■ DATA FOR THE TASK ■
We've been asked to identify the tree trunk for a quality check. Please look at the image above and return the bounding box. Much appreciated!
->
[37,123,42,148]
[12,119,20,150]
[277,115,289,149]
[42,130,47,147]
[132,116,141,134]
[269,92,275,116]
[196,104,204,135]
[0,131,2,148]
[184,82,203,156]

■ DESCRIPTION OF THE TASK ■
Take the records above and return them exactly as written.

■ ANSWER SECTION ■
We've been asked to identify the tree trunk for a quality check. Please look at the image above and return the bounding box. Much appreciated!
->
[37,123,42,148]
[12,119,20,150]
[277,115,289,149]
[42,130,47,147]
[132,116,141,134]
[269,92,275,116]
[196,104,204,135]
[0,131,2,148]
[184,82,203,156]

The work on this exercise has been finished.